● **Task 1**: Name every function that the Python notes define with a def statement.
● **Task 2**: From the rows, return verbatim the lines starting at the one that contains "Where can you see the man's face" and ending at the one that contains "point(835, 181)".

● **Article**:
>>>>>

Must be primed with next() before using

import re

def grep(pattern):
    re_pattern = re.compile(pattern)
    while True:
        line = yield
        if re_pattern.search(line):
            print(line)

Coroutines

Coroutines will continue until they fall out of scope or hit a return statement

>>> grep_coroutine = grep('sun')
>>> next(grep_coroutine)  # Prime the coroutine
>>> grep_coroutine.send('sunny')
sunny
>>> grep_coroutine.send('cloudy')
>>> grep_coroutine.send('asunder')
asunder

Dunder Main

All Python files are modules
- Any code not in a function or class is executed at import
Most code in a module should be contained within functions or classes

Modules executed directly should use a dunder main test

if __name__ == '__main__':
    # Running as the main program
    ...

A common practice is to place the main logic in a function

def main():
    # Do useful things here
    ...

if __name__ == '__main__':
    main()

Modules - Creating

For a module that will never be executed directly
- Do NOT include a shebang
- Ensure it is not executable
- Ensure all code is contained in functions or classes
- Create docstrings

Modules - Creating

A sample module

Create a file called mymath.py

"""
Pretty much the best math module ever
"""

def add(num1, num2):
    """
    Add two numbers
    """
    return num1 + num2

def multiply(num1, num2):
    """
    Multiply two numbers
    """
    return num1 * num2

Modules - Creating

Run python in the same directory

>>> import mymath
>>> mymath.add(1, 3)
4
>>> mymath.multiply(2, 6)
12

>>> help(mymath)

Modules - Creating a Package

Packages require a directory with an __init__.py file

__init__.py files generally have very little, if any, code

$ mkdir mypackage
$ touch mypackage/__init__.py
$ mv mymath.py mypackage/

>>> import mypackage.mymath
>>> mypackage.mymath.add(3, 4)
7
>>> mypackage.mymath.multiply(3, 4)
12

Private Objects

Sometimes an object (variable, function, class, etc) is not intended for general use
Private object names should begin with a single underscore
Private objects are not imported with ‘*’

Some linters will warn about using private objects

def _multiply(num1, num2):
    return num1 * num2

def _add(num1, num2):
    return num1 + num2

def add_and_multiply(num1, num2):
    return _add(num1, num2), _multiply(num1, num2)

<<<<<

● **Stored data**:
>>>>>

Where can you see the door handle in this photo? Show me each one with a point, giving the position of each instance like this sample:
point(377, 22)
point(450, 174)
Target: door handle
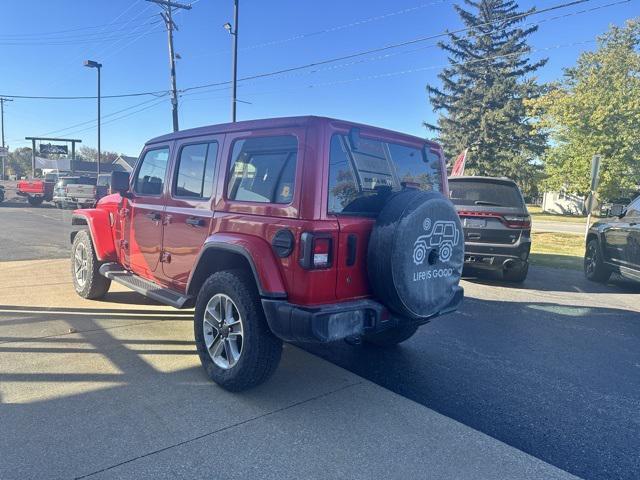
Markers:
point(195, 222)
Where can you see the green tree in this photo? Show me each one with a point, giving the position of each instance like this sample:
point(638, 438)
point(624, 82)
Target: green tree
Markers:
point(595, 109)
point(481, 100)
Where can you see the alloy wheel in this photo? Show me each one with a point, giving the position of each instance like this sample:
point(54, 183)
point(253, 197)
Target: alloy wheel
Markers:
point(81, 264)
point(223, 332)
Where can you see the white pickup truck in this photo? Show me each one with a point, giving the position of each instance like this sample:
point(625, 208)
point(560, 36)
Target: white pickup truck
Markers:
point(76, 192)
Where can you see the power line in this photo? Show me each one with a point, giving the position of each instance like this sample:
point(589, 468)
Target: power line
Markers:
point(71, 30)
point(392, 46)
point(344, 57)
point(333, 29)
point(94, 121)
point(77, 41)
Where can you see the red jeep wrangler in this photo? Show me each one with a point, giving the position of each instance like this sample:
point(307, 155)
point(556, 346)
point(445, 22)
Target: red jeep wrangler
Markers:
point(299, 229)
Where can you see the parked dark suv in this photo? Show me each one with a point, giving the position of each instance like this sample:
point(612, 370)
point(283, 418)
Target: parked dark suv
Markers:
point(613, 245)
point(496, 223)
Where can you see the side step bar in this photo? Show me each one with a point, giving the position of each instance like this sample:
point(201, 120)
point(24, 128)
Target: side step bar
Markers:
point(115, 272)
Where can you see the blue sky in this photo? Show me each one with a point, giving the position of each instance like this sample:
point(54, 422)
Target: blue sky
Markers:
point(379, 89)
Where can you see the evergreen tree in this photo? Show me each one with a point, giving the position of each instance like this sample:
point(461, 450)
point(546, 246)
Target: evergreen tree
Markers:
point(482, 97)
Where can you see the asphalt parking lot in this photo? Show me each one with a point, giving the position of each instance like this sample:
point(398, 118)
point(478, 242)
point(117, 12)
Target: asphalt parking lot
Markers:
point(524, 382)
point(28, 233)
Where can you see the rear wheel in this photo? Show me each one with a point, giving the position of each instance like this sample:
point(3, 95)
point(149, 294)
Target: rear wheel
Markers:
point(87, 280)
point(35, 201)
point(391, 337)
point(234, 343)
point(594, 267)
point(516, 275)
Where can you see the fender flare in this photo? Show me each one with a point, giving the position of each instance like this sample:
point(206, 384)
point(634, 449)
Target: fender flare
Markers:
point(258, 254)
point(100, 230)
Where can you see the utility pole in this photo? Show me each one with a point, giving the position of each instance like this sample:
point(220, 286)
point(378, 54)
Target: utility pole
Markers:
point(233, 31)
point(167, 16)
point(2, 100)
point(97, 66)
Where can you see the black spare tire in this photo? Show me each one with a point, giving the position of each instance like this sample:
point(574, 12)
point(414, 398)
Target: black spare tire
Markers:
point(416, 253)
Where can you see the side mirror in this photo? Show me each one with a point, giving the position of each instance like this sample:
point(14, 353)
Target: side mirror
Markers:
point(120, 183)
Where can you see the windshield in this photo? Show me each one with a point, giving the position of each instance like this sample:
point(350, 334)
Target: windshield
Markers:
point(484, 193)
point(361, 179)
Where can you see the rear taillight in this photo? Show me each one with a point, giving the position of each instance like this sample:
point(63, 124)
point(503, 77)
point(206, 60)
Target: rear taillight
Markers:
point(517, 221)
point(316, 250)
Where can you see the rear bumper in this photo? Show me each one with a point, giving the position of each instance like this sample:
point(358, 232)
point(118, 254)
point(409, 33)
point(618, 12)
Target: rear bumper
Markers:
point(497, 256)
point(328, 323)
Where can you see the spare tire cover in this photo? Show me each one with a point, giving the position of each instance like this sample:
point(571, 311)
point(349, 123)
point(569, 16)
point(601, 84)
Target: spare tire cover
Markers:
point(416, 253)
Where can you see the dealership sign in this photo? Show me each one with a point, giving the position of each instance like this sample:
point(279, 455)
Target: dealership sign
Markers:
point(48, 148)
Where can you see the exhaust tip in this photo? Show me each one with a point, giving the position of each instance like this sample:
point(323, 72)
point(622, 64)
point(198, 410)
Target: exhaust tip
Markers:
point(509, 263)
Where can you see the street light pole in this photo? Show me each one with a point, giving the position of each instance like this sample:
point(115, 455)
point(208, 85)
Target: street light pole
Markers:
point(233, 30)
point(2, 100)
point(98, 66)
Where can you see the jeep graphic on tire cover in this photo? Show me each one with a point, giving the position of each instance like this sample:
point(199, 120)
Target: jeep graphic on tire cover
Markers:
point(416, 253)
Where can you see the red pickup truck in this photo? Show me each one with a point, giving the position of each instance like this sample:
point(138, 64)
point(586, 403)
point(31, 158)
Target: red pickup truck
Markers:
point(297, 229)
point(37, 190)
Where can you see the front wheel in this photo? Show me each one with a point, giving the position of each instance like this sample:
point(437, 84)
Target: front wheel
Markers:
point(594, 267)
point(35, 201)
point(392, 336)
point(234, 343)
point(87, 280)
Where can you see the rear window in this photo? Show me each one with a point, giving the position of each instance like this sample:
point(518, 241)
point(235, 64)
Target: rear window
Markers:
point(361, 179)
point(67, 181)
point(491, 194)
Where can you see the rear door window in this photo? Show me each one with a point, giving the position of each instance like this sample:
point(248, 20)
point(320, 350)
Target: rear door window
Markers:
point(263, 169)
point(194, 173)
point(361, 178)
point(487, 193)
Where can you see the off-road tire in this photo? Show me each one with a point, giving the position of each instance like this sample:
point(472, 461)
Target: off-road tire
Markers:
point(516, 275)
point(35, 201)
point(95, 286)
point(391, 337)
point(599, 272)
point(261, 349)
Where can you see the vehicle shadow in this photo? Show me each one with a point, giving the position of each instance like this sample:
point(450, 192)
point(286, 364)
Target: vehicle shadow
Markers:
point(13, 315)
point(107, 393)
point(542, 377)
point(18, 204)
point(550, 279)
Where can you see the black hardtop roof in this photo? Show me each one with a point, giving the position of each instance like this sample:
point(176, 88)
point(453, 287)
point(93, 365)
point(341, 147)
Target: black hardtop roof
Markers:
point(280, 122)
point(469, 178)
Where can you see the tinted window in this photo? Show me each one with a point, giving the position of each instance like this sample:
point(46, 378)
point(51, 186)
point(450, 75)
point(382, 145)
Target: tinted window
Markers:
point(480, 193)
point(194, 176)
point(263, 169)
point(104, 180)
point(151, 174)
point(361, 179)
point(633, 210)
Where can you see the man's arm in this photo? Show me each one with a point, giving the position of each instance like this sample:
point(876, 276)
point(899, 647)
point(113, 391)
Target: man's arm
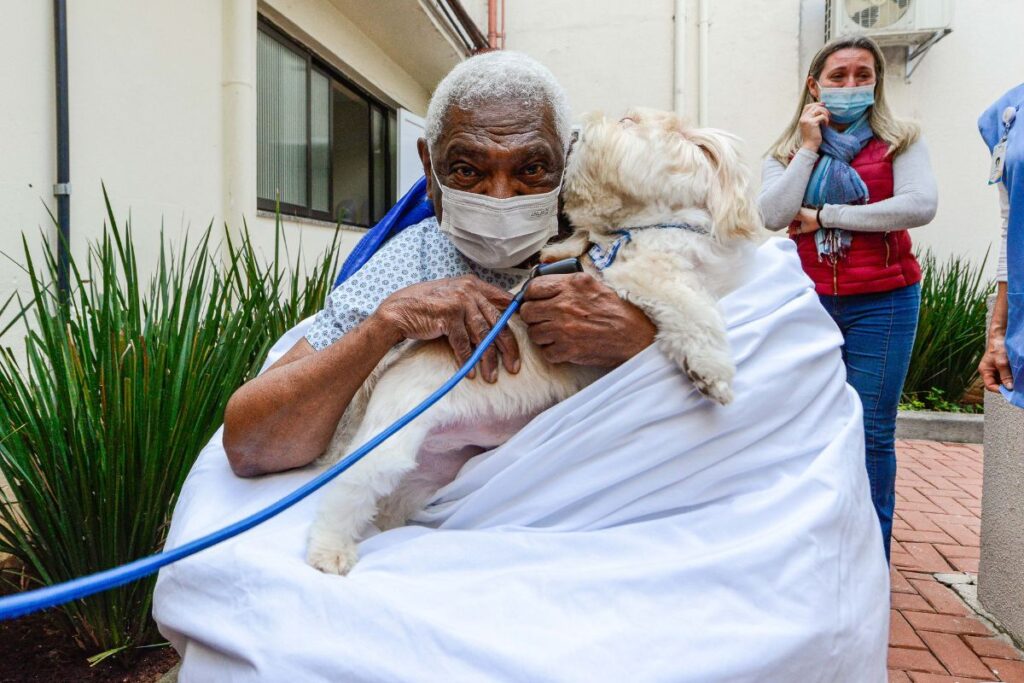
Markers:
point(577, 318)
point(286, 417)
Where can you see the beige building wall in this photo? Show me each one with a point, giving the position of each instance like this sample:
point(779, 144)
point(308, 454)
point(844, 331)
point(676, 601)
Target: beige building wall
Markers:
point(611, 54)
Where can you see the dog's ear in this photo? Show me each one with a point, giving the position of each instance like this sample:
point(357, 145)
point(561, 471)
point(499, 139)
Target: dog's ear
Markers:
point(734, 212)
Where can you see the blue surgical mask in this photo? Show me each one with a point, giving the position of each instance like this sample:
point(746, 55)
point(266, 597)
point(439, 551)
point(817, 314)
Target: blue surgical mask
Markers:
point(847, 104)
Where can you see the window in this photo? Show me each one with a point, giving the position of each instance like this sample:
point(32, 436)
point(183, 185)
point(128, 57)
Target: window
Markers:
point(325, 148)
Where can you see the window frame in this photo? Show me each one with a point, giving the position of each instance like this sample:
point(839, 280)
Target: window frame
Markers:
point(313, 61)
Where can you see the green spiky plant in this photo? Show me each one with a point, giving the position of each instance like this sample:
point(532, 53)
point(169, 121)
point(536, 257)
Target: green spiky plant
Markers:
point(119, 389)
point(950, 330)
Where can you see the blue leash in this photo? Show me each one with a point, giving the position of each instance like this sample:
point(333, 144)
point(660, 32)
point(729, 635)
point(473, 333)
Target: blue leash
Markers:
point(42, 598)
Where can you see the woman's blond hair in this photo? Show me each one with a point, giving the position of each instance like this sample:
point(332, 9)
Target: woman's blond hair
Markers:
point(899, 133)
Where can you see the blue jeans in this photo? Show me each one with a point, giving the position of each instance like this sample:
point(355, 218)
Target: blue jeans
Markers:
point(879, 331)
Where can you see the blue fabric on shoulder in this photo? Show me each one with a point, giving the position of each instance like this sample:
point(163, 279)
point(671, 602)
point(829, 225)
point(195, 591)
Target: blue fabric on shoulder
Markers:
point(1005, 120)
point(414, 207)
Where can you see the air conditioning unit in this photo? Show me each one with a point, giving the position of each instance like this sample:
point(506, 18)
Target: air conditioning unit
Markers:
point(889, 22)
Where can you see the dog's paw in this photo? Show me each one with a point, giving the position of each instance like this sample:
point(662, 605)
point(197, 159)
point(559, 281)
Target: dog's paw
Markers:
point(337, 559)
point(712, 377)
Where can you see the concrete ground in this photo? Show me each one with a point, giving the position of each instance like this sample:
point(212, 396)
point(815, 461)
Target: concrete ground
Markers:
point(935, 636)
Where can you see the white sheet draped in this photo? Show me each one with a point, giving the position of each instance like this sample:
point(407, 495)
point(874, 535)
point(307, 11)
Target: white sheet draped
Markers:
point(633, 532)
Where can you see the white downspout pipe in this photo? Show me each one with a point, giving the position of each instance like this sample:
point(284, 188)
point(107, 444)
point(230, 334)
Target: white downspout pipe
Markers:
point(704, 79)
point(239, 124)
point(679, 57)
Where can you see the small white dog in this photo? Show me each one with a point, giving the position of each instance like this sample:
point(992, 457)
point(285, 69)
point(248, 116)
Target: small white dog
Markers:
point(663, 212)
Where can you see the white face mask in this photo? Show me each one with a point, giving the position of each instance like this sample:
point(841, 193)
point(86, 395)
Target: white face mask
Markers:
point(499, 233)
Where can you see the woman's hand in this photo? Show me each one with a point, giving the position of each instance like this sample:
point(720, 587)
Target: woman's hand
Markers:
point(808, 222)
point(814, 116)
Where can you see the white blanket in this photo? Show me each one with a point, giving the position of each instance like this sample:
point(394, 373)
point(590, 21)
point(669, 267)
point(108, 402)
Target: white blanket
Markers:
point(633, 532)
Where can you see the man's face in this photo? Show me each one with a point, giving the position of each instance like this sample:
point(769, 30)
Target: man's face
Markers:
point(496, 150)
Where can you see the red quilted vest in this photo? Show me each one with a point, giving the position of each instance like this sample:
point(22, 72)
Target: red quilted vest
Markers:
point(876, 261)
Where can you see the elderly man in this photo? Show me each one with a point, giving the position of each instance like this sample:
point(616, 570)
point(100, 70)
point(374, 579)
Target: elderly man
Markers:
point(632, 532)
point(480, 139)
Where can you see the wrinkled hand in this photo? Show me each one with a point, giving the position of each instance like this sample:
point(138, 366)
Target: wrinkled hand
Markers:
point(808, 219)
point(813, 117)
point(577, 318)
point(994, 366)
point(463, 309)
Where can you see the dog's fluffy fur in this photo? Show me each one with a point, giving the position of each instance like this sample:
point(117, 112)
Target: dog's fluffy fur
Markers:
point(645, 169)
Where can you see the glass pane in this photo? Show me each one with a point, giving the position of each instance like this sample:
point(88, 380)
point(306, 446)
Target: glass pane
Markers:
point(281, 121)
point(350, 156)
point(320, 137)
point(379, 159)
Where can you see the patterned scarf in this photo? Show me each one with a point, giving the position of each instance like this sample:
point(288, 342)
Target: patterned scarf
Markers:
point(835, 181)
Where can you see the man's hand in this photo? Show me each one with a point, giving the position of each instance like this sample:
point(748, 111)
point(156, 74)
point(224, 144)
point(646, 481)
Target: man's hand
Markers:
point(994, 366)
point(577, 318)
point(463, 309)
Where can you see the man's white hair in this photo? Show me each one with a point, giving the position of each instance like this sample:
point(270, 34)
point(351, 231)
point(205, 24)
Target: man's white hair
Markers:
point(499, 76)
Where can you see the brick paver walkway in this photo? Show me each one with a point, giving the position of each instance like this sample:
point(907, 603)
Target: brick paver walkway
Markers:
point(933, 637)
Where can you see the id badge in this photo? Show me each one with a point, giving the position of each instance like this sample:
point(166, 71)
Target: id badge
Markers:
point(998, 159)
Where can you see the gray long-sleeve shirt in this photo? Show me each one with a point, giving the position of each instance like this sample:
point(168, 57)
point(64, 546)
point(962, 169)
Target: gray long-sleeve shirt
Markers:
point(912, 204)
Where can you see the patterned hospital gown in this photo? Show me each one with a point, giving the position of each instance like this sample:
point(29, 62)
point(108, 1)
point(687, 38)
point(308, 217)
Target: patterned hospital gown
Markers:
point(417, 254)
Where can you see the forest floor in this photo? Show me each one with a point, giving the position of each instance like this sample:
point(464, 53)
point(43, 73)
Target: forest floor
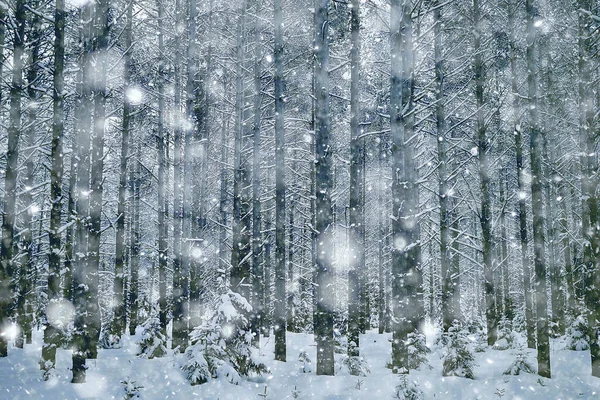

<<<<<

● **Right answer 1**: grep, main, add, multiply, _multiply, _add, add_and_multiply

● **Right answer 2**:
Where can you see the man's face in this photo? Show me each one with a point, giving the position of each instance like this sample:
point(769, 30)
Target: man's face
Markers:
point(496, 150)
Where can you see the red quilted vest in this photo? Show me each one with a point, giving the position of each instance like this sample:
point(22, 72)
Target: red quilted vest
Markers:
point(876, 261)
Where can you see the elderly man in this photo? Show me each one with a point, giving the position of each instance like this sample:
point(616, 570)
point(100, 70)
point(374, 579)
Target: elderly man
Markers:
point(632, 532)
point(480, 139)
Where can you see the wrinkled hand in this photo? Show me each one with a point, giving the position of each instance like this sample:
point(138, 366)
Target: wrinkled hand
Markers:
point(808, 219)
point(813, 117)
point(577, 318)
point(994, 366)
point(463, 309)
Where can you see the dog's fluffy fur in this photo? Show me each one with a point, giving the position of each instance like this sample:
point(117, 112)
Target: dog's fluffy fur
Markers:
point(645, 169)
Where can you see the glass pane in this photo? Show me each one with a point, giving the position of each instance like this sample:
point(88, 380)
point(306, 446)
Target: glass pane
Markers:
point(281, 121)
point(350, 156)
point(320, 137)
point(379, 159)
Where can you see the patterned scarf in this photo? Show me each one with a point, giving the position of each instance like this sample:
point(288, 342)
Target: patterned scarf
Markers:
point(835, 181)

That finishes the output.